[Items listed in a dataset]
------------------------------------------------------------------------

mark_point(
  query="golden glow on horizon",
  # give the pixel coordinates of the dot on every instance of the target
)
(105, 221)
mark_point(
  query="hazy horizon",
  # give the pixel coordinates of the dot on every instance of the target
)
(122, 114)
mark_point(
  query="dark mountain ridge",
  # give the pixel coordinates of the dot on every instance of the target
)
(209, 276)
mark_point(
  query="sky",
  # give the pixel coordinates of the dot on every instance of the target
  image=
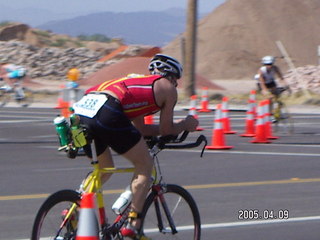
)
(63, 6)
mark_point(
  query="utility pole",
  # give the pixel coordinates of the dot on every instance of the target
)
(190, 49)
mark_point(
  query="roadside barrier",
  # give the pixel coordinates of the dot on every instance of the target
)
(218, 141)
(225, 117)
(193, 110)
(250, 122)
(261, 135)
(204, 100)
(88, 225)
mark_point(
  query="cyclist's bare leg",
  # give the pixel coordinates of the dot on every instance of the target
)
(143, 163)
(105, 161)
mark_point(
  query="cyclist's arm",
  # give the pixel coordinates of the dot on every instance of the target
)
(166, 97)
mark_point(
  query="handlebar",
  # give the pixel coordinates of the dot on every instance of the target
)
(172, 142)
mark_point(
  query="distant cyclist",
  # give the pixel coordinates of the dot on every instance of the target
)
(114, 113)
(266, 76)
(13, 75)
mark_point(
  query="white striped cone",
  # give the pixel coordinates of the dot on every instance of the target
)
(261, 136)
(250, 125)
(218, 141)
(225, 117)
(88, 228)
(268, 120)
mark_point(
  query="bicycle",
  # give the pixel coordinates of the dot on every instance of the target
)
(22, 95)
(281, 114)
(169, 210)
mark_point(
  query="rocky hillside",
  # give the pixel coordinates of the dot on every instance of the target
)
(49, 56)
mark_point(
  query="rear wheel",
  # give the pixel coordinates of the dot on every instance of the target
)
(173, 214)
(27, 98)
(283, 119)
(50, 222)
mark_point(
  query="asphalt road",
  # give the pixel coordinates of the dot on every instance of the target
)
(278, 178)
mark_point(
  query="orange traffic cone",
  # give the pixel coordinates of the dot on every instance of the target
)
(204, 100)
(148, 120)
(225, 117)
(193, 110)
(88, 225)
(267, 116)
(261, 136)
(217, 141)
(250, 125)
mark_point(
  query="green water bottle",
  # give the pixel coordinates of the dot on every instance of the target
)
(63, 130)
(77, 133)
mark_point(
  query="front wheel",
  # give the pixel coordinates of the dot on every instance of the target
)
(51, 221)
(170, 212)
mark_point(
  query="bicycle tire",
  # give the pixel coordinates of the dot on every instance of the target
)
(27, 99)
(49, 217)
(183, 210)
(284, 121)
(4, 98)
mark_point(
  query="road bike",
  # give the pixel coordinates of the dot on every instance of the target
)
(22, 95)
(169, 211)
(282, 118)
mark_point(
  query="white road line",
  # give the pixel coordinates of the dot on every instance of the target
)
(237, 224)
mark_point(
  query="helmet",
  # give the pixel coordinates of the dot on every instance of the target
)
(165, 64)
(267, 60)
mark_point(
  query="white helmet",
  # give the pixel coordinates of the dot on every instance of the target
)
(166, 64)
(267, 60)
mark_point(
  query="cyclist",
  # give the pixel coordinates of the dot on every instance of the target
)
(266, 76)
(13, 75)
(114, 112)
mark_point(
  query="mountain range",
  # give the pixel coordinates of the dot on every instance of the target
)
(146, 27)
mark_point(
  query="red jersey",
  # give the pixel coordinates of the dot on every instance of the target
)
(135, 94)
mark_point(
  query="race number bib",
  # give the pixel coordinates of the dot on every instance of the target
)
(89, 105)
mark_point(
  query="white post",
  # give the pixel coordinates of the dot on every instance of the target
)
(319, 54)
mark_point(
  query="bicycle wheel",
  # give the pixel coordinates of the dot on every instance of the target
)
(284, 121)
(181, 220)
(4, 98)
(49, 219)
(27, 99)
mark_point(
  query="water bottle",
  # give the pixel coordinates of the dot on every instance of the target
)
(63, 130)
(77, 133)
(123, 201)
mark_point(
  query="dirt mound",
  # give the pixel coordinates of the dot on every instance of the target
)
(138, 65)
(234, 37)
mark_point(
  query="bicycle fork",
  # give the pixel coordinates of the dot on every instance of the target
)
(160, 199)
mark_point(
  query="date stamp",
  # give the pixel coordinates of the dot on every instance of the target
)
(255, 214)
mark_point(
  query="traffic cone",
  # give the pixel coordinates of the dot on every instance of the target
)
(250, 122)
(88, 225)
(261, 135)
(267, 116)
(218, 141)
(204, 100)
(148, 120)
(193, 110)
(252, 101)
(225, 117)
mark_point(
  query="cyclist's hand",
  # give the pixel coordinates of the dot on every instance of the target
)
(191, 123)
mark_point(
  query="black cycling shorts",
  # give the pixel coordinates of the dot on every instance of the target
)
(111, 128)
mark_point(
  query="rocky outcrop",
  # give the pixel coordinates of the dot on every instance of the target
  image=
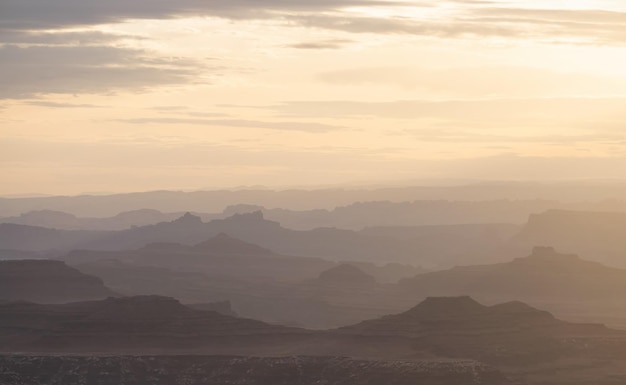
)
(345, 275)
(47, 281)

------------------------------------------------------------------------

> OBJECTIVE: Output the full set of records above without changing a word, and drop the images.

> FINISHED TASK:
mark_point(
  query="golden glow on horizon",
  # give the pixel coordinates of the dot on every instance of the target
)
(105, 221)
mark_point(
  query="hazy horizon",
  # give the pixel coordinates of the dot on every instance of the target
)
(122, 114)
mark_point(
  query="dark mountain ridge",
  # give the pixel coordinates of the dot on every instance of the target
)
(209, 276)
mark_point(
  query="sky",
  # give the pixel coordinates of the dot on every instance of the target
  image=
)
(63, 6)
mark_point(
  query="utility pole",
  # give the pixel coordinates of the dot on every instance of the target
)
(190, 49)
mark_point(
  query="roadside barrier",
  # give the pixel coordinates of the dot on every instance of the target
)
(218, 141)
(225, 117)
(193, 110)
(250, 122)
(261, 135)
(204, 100)
(88, 225)
mark_point(
  query="cyclist's bare leg",
  # give the pixel coordinates of the dot on every instance of the target
)
(143, 163)
(105, 161)
mark_point(
  query="cyclist's arm",
  # give the pixel coordinates of the dot on every instance of the target
)
(166, 97)
mark_point(
  query="handlebar",
  # give the pixel coordinates of the dot on every instance of the target
)
(172, 142)
mark_point(
  query="distant cyclist",
  # give the pixel coordinates of the dot on every instance of the target
)
(114, 113)
(266, 76)
(13, 75)
mark_point(
  query="white striped cone",
  # give the pixel coordinates of the dot on every instance of the target
)
(261, 136)
(250, 125)
(218, 141)
(225, 117)
(88, 228)
(268, 120)
mark_point(
  query="bicycle",
  # give the pixel coordinates of the dot on every instance of the target
)
(22, 95)
(281, 114)
(169, 210)
mark_point(
  query="rocky hillside",
  # give the pixel coordinates of the dot on every instance of the target
)
(49, 56)
mark_point(
  query="rear wheel",
  # give the pixel coordinates of the dot on every instance of the target
)
(173, 214)
(27, 98)
(283, 119)
(50, 222)
mark_point(
  query="asphalt road",
  # give the pixel coordinates of the dot on every instance of the target
)
(278, 178)
mark_point(
  query="orange traffic cone",
  # give the pixel coordinates of the dot on every instance of the target
)
(204, 100)
(148, 120)
(225, 117)
(193, 110)
(88, 225)
(267, 116)
(261, 136)
(217, 141)
(250, 125)
mark_point(
  query="green water bottle",
  # give the pixel coordinates of the dot on every instance of the target
)
(63, 130)
(77, 133)
mark_point(
  query="front wheel",
  # give the pixel coordinates of the dot on every instance of the target
)
(51, 221)
(170, 212)
mark_point(
  query="bicycle tire",
  # give the pixel coordinates of the dot on every instance of the target
)
(27, 99)
(49, 217)
(183, 210)
(284, 121)
(4, 98)
mark_point(
  query="road bike",
  # give the pixel coordinates of the dot on every instance of the target
)
(22, 95)
(169, 211)
(282, 118)
mark_point(
  query="white road line",
  # give the pixel coordinates of the dot on every instance of the target
)
(237, 224)
mark_point(
  query="helmet",
  # give the pixel coordinates of the dot on every instance of the target
)
(165, 64)
(267, 60)
mark_point(
  query="white helmet",
  # give the pixel coordinates of the dot on every instance of the target
)
(166, 64)
(267, 60)
mark_point(
  query="cyclist",
  # give the pixel coordinates of the dot on every instance of the target
)
(266, 76)
(13, 75)
(114, 112)
mark_point(
  query="mountain range",
  # give the pixel coordinates of the dot on every instance of the target
)
(146, 27)
mark_point(
  query="red jersey",
  # give the pixel coordinates of the dot on every instance of the target
)
(135, 94)
mark_point(
  query="race number bib",
  # give the pixel coordinates of the dot on every instance of the target
)
(89, 105)
mark_point(
  query="white post",
  # give the pixel coordinates of the dot on every instance of the target
)
(319, 54)
mark_point(
  query="bicycle wheel",
  # give the pixel coordinates of the dot on every instance of the target
)
(284, 121)
(181, 220)
(4, 98)
(49, 219)
(27, 99)
mark_point(
  query="water bottle",
  # give the pixel coordinates of the dot on every instance of the target
)
(63, 130)
(77, 133)
(123, 201)
mark_point(
  query="dirt mound",
  # give the pixel coordinates of the dot on every instance of the target
)
(138, 65)
(234, 37)
mark_point(
  query="bicycle fork",
  # give the pixel coordinates of the dot on every instance of the target
)
(160, 199)
mark_point(
  query="date stamp",
  # give the pixel coordinates of the dot on every instance of the target
)
(255, 214)
mark_point(
  query="traffic cone",
  # give the pixel coordinates of the dot on every instance of the target
)
(250, 122)
(88, 225)
(261, 135)
(267, 116)
(218, 141)
(204, 100)
(148, 120)
(193, 110)
(252, 101)
(225, 117)
mark_point(
  query="cyclist's hand",
  # give the pixel coordinates of the dot on every instance of the target
)
(191, 123)
mark_point(
  query="black cycling shorts",
  # give the pixel coordinates of the dot on every instance of the target
)
(111, 128)
mark_point(
  query="rocky outcrop",
  # give the pixel coordinates of the dot on every instance of the target
  image=
)
(345, 275)
(47, 281)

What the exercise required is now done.